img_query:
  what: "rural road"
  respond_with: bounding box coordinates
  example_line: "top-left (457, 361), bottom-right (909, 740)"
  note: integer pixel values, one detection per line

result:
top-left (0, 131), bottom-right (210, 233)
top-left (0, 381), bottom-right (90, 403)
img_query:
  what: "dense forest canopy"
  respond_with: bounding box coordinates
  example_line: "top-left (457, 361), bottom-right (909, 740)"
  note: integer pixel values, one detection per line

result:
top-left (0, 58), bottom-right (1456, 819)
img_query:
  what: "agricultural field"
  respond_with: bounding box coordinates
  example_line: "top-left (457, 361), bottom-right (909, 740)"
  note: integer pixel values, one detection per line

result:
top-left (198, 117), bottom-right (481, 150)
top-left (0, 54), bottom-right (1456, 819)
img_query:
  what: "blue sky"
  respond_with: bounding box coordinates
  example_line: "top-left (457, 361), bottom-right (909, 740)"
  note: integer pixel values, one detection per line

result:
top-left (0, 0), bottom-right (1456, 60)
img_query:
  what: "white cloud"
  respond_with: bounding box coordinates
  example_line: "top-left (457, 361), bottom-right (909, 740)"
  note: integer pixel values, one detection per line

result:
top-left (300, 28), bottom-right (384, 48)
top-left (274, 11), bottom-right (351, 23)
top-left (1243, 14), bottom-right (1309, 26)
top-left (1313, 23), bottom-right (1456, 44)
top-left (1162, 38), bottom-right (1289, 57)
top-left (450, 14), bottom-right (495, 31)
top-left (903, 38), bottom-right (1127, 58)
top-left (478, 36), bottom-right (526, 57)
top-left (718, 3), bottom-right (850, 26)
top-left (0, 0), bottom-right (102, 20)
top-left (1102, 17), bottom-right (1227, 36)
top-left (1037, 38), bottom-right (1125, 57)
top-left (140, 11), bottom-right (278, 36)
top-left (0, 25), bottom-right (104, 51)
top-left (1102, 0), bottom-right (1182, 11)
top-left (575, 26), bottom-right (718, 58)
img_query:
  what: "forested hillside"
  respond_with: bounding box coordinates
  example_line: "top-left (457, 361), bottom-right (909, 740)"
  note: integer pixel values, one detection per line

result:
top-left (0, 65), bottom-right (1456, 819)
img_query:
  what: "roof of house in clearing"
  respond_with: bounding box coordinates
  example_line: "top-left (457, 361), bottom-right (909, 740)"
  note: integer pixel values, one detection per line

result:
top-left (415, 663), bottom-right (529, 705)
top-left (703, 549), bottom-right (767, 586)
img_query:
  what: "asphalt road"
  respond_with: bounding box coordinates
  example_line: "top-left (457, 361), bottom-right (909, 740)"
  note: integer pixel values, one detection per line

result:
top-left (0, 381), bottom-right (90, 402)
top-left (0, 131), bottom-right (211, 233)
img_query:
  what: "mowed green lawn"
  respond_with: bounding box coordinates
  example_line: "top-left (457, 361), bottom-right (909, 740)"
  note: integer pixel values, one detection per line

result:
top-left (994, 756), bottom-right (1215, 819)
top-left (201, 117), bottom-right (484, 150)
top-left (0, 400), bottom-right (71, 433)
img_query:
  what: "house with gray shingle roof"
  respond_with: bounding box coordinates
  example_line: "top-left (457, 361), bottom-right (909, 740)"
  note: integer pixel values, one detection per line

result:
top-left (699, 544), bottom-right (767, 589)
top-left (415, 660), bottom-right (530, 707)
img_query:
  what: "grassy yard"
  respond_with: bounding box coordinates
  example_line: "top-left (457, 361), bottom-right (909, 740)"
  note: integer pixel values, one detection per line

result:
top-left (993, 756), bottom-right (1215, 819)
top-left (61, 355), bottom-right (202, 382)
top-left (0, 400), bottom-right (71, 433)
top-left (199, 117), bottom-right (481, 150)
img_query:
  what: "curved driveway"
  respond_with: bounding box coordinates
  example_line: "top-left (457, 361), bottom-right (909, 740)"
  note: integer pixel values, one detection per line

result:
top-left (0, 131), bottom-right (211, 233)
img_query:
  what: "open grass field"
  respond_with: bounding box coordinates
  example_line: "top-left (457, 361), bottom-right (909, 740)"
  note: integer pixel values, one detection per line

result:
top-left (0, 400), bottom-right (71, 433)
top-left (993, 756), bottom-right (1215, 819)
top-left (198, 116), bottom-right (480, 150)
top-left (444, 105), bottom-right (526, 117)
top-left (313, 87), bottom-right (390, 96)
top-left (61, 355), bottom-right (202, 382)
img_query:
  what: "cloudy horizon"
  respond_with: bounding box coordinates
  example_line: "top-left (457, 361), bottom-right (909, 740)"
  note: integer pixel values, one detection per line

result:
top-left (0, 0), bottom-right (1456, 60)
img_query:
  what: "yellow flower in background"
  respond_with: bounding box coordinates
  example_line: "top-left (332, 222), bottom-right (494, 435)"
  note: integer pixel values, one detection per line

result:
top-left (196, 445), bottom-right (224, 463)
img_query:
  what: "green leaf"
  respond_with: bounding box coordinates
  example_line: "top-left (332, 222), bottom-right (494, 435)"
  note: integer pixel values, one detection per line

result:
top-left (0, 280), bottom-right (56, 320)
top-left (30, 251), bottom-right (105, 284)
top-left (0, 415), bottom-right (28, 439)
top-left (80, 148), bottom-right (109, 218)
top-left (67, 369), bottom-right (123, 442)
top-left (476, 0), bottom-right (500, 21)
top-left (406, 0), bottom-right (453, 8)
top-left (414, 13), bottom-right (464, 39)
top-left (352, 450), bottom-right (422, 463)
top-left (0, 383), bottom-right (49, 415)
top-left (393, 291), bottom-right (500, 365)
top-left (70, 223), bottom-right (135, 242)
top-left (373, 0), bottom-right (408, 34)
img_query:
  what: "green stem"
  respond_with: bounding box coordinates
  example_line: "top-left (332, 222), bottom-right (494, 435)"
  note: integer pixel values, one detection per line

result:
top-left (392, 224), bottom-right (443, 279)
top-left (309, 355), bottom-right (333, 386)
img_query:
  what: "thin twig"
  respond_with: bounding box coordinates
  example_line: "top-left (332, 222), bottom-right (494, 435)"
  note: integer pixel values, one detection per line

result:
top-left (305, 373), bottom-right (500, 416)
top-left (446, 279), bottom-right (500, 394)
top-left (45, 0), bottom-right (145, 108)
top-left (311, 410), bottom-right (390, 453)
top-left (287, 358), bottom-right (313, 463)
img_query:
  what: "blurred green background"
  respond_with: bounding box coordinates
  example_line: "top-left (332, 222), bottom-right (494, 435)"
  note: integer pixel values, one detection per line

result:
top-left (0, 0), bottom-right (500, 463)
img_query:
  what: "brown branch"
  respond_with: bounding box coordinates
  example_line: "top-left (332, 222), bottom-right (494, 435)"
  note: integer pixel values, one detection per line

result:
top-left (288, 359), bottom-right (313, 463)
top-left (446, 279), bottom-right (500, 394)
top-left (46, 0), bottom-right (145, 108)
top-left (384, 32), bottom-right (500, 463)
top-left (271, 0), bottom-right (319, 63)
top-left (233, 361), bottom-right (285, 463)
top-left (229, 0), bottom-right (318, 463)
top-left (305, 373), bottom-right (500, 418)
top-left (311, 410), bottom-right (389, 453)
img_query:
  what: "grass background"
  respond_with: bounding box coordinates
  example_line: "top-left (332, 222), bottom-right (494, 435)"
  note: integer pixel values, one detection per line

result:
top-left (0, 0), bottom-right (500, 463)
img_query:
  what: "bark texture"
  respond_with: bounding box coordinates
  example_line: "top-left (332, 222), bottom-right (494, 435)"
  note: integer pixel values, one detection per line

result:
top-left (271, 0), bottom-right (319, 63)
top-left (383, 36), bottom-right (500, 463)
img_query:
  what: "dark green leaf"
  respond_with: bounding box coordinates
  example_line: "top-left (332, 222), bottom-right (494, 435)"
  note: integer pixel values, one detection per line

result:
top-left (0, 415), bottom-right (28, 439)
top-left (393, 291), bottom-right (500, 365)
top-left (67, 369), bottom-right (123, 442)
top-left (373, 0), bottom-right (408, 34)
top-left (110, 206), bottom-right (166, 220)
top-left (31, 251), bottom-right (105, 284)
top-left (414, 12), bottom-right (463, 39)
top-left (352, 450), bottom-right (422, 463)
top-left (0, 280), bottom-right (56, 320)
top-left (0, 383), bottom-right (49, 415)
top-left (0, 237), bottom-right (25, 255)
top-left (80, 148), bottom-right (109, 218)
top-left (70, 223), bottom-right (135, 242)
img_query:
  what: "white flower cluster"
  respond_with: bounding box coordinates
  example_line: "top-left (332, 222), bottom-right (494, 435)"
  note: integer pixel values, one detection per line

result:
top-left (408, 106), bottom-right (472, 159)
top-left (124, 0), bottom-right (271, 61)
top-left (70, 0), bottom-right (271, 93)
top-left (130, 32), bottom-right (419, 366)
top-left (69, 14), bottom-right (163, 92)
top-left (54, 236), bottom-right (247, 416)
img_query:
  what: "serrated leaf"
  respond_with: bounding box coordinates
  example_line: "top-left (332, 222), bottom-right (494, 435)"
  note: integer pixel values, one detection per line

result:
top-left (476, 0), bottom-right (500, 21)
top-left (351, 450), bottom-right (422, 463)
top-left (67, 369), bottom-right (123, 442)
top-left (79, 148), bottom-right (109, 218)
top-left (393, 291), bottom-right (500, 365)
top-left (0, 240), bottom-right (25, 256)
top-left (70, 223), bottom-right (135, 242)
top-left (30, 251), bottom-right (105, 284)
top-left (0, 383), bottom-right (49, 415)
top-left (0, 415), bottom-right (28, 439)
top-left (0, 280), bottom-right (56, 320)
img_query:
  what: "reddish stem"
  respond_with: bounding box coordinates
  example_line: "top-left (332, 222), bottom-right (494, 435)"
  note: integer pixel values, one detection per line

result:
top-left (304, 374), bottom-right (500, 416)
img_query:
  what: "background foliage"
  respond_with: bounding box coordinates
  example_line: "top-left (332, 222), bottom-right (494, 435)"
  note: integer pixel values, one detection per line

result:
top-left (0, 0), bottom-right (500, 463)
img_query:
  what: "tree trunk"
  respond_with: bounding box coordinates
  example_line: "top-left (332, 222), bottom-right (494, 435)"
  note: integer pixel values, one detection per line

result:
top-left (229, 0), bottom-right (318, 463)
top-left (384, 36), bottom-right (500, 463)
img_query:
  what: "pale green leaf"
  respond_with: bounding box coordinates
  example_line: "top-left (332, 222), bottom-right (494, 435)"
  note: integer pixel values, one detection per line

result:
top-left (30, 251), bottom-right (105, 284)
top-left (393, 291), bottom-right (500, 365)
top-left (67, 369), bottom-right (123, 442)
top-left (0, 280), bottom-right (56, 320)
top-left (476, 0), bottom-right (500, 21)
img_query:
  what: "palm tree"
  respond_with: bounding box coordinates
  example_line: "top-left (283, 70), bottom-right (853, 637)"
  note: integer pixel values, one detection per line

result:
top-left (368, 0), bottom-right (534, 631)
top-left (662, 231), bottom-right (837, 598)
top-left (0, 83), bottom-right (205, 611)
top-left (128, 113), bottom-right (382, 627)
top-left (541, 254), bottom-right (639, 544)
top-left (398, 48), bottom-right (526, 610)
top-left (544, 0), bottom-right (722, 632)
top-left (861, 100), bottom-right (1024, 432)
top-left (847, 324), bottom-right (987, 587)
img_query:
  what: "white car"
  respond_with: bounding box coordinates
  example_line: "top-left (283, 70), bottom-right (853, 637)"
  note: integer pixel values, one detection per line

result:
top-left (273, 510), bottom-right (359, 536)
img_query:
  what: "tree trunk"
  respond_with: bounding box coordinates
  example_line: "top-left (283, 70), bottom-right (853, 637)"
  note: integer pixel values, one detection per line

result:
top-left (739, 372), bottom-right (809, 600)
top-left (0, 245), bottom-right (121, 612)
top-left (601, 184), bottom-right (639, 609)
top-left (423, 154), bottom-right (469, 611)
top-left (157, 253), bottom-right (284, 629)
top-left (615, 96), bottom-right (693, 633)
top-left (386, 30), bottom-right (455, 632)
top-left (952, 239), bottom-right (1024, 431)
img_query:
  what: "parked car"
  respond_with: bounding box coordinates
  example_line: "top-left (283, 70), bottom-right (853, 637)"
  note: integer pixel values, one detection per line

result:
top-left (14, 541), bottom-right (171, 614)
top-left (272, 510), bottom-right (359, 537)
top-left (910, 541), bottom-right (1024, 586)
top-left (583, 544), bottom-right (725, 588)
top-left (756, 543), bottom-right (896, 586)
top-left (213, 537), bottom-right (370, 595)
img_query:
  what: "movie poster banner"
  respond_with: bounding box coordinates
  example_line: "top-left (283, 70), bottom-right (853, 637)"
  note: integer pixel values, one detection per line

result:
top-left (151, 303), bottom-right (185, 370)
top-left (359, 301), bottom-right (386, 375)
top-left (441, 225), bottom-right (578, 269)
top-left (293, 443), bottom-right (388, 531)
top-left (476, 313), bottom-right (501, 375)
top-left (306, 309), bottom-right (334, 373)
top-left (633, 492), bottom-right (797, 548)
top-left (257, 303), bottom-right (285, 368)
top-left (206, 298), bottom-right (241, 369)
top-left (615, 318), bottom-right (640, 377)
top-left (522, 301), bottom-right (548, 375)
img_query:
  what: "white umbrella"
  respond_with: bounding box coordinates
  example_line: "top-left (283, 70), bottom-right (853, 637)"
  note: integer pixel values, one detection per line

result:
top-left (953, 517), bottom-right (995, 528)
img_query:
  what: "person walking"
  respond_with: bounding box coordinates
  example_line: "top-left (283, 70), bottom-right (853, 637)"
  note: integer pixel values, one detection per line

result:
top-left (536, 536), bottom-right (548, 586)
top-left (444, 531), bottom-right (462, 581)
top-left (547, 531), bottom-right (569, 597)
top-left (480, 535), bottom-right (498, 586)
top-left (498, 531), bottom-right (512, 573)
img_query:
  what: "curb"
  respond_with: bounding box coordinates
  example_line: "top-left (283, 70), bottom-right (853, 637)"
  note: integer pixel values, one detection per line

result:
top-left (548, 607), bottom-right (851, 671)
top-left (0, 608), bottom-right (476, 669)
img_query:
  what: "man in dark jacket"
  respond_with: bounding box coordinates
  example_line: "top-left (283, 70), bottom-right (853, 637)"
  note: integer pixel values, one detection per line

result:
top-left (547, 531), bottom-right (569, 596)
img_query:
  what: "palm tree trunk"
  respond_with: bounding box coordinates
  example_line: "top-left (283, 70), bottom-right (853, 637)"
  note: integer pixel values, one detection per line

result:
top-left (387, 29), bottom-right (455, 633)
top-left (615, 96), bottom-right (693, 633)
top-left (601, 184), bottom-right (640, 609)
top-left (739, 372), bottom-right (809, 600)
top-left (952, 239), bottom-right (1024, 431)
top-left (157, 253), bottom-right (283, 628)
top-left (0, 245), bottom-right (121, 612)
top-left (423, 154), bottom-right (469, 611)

────────────────────

:: Work to complete ::
How many lines in the records above contain the word "house"? Reply with the number only.

:: Answer to the task ::
2